»»
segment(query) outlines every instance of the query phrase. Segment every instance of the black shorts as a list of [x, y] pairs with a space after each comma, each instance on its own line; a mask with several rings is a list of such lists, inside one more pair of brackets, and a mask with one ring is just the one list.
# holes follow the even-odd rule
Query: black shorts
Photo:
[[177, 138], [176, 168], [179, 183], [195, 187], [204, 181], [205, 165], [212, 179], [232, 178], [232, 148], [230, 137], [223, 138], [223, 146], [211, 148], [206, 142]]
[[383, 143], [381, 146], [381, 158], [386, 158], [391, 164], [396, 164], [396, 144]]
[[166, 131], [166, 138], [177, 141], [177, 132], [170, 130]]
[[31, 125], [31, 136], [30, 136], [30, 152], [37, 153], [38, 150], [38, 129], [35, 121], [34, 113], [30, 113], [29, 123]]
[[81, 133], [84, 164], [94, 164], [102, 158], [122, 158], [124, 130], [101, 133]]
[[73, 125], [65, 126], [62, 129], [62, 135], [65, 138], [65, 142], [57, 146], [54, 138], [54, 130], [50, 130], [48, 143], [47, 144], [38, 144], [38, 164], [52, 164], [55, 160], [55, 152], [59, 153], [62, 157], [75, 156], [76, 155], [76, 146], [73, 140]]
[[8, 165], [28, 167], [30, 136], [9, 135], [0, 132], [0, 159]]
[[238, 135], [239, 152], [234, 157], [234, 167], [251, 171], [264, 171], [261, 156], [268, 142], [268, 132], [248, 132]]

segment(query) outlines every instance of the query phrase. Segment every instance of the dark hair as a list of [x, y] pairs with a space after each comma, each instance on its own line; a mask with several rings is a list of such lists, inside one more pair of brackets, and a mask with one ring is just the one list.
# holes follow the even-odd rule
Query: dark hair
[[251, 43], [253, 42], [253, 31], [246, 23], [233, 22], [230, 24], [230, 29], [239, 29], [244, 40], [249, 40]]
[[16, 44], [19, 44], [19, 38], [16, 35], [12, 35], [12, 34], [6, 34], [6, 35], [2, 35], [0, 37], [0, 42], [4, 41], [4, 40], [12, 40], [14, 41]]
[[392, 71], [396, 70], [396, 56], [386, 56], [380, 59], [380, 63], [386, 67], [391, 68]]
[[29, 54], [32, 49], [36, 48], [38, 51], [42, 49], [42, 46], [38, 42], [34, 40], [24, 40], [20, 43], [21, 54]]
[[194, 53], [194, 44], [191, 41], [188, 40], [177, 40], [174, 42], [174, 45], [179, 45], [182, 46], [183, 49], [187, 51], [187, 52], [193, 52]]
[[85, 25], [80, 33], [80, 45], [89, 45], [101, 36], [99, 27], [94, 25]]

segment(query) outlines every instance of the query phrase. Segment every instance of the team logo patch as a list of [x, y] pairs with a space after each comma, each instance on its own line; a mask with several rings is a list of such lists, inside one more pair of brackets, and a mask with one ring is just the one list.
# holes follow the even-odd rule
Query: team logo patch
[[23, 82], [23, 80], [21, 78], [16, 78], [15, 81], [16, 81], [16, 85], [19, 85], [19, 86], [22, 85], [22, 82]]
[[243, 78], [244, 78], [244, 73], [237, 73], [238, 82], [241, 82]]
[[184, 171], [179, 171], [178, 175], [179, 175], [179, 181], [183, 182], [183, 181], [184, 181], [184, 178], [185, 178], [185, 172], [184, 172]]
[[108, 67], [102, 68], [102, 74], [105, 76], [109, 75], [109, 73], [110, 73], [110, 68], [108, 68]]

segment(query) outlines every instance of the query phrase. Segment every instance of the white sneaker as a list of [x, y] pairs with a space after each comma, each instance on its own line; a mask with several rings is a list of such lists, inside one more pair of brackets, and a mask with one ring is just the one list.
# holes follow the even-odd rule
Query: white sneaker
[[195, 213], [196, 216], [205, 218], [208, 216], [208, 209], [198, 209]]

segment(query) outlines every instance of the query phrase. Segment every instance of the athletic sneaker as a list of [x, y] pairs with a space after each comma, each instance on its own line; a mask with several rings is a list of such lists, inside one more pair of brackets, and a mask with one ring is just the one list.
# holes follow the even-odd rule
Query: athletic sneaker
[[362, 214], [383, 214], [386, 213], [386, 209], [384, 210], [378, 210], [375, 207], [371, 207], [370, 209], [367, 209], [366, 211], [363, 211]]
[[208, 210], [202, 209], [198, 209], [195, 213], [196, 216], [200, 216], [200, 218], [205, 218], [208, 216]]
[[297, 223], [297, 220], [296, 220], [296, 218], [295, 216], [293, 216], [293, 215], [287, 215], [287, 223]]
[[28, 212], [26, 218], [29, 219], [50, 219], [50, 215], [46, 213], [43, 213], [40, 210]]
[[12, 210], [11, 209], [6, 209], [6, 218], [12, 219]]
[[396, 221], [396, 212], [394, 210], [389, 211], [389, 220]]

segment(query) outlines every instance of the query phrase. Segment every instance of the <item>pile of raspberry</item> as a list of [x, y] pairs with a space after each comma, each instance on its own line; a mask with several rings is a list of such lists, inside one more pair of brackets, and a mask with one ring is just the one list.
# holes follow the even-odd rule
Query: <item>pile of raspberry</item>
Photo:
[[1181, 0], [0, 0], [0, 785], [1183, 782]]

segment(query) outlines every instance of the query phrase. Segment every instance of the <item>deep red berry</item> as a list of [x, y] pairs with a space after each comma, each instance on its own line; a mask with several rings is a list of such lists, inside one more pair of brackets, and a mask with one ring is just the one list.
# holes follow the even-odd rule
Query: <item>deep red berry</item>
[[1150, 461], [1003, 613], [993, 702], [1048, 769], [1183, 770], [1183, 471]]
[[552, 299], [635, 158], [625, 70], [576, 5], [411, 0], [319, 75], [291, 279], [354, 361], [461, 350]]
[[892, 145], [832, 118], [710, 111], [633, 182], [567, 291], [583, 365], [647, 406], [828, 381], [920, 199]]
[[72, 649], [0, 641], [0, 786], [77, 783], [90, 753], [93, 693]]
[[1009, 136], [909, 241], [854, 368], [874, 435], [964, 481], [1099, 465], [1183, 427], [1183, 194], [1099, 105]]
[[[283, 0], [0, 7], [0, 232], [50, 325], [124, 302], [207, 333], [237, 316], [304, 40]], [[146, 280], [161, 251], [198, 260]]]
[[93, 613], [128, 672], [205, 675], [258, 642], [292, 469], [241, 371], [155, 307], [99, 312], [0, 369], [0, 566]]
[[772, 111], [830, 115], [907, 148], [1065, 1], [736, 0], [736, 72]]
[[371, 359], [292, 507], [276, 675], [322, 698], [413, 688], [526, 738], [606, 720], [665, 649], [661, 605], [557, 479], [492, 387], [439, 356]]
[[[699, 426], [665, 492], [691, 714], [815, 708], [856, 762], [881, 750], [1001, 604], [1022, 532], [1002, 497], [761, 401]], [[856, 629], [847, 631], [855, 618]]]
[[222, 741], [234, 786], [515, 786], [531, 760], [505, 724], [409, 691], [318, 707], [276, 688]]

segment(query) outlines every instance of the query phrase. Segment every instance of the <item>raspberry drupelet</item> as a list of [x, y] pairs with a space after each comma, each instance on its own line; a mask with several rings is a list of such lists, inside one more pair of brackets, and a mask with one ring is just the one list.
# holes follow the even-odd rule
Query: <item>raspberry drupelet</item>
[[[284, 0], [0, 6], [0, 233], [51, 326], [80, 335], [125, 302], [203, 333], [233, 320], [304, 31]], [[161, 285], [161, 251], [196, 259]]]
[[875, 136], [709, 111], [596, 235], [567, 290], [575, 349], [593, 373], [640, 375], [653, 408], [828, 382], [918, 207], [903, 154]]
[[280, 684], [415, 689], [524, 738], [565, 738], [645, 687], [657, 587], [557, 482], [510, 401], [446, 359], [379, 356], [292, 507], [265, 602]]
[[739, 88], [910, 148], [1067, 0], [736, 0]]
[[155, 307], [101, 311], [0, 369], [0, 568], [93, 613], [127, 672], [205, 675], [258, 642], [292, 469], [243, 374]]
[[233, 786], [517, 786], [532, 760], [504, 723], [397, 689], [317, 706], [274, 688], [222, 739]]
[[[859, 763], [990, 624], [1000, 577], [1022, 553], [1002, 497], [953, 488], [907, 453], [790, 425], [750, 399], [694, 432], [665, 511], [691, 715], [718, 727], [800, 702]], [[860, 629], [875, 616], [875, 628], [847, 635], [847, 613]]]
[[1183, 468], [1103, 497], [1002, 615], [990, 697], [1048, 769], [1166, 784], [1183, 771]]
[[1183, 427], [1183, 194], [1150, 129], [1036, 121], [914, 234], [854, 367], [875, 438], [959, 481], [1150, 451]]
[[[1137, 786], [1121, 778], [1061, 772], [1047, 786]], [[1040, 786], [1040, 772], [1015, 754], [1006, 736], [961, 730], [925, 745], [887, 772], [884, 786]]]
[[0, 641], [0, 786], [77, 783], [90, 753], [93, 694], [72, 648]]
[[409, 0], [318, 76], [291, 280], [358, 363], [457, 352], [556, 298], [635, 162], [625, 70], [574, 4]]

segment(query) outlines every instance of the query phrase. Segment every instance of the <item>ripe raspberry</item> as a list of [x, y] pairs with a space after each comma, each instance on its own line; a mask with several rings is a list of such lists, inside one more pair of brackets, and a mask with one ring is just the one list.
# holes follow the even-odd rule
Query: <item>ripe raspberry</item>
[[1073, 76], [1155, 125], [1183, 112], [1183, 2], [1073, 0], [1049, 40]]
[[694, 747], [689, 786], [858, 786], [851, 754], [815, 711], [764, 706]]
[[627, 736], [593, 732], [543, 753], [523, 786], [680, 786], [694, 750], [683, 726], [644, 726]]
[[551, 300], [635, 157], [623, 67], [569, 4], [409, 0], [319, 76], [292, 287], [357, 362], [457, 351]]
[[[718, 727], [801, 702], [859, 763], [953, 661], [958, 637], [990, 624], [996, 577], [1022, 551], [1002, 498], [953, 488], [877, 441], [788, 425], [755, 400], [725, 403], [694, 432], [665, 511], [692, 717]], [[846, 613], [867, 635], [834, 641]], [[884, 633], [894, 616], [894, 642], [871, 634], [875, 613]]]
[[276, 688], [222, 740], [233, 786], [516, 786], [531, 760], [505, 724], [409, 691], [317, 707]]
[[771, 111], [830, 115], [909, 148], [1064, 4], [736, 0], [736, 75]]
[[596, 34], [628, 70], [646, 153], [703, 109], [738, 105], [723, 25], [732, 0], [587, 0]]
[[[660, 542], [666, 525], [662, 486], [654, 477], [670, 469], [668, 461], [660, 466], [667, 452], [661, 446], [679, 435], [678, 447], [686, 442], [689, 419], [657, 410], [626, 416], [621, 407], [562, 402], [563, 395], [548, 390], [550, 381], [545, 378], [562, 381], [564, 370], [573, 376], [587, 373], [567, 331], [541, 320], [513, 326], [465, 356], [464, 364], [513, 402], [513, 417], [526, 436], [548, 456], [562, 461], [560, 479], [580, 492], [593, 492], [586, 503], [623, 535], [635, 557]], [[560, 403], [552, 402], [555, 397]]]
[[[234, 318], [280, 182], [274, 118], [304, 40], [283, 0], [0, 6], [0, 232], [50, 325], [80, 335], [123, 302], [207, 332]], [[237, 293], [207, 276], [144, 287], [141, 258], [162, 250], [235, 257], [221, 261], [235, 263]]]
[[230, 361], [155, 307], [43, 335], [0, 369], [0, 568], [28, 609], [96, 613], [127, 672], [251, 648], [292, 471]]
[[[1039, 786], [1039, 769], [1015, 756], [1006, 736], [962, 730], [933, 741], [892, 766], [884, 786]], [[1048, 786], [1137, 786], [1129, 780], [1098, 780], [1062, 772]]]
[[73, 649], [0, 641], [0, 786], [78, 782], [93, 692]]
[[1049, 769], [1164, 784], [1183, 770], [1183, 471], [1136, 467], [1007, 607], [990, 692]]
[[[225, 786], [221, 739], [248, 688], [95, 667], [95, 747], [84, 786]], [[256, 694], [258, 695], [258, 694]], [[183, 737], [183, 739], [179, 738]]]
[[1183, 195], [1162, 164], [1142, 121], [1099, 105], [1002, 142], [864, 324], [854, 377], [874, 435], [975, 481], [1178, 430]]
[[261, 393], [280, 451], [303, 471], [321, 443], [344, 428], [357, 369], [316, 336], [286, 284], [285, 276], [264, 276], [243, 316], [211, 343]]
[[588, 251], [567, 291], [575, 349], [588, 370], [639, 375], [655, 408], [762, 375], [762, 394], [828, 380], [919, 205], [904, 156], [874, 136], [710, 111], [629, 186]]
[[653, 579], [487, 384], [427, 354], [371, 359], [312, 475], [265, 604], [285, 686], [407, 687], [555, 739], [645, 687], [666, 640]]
««
=== Given instruction ===
Lay out the listing from the line with "of the white" up to and including the line with "[[396, 221], [396, 212], [394, 210], [389, 211], [389, 220]]" as a two-column CSV headed input and output. Give one row for each text and its answer, with each value in a single quoted field and line breaks replaced by spaces.

=== Task response ===
input,output
"segment(query) outlines every instance of the query phrase. Segment every instance of the white sneaker as a list of [x, y] pairs with a space after each comma, each instance on its own line; a mask with several rings is a list of such lists, inside one more pair of brackets, and a mask with one ring is just the one list. # holes follow the even-odd rule Query: white sneaker","[[195, 213], [196, 216], [205, 218], [208, 216], [208, 209], [198, 209]]"
"segment(query) outlines every instance of the query phrase. Segment every instance of the athletic sneaker as a list of [x, y] pairs with a space after each comma, each instance on its own line; a mask with several rings is a list of such lists, inside one more pair of brackets, and a mask with one ring is just the one list. # holes follow the even-odd rule Query: athletic sneaker","[[362, 214], [383, 214], [386, 213], [386, 209], [384, 210], [378, 210], [375, 207], [371, 207], [370, 209], [367, 209], [366, 211], [363, 211]] [[208, 210], [202, 209], [198, 209], [195, 213], [196, 216], [200, 216], [200, 218], [205, 218], [208, 216]] [[297, 223], [297, 220], [296, 220], [296, 218], [295, 216], [293, 216], [293, 215], [287, 215], [287, 223]] [[28, 212], [26, 218], [29, 219], [50, 219], [50, 215], [46, 213], [43, 213], [40, 210]] [[12, 210], [11, 209], [6, 209], [6, 218], [12, 219]] [[396, 221], [396, 212], [394, 210], [389, 211], [389, 220]]"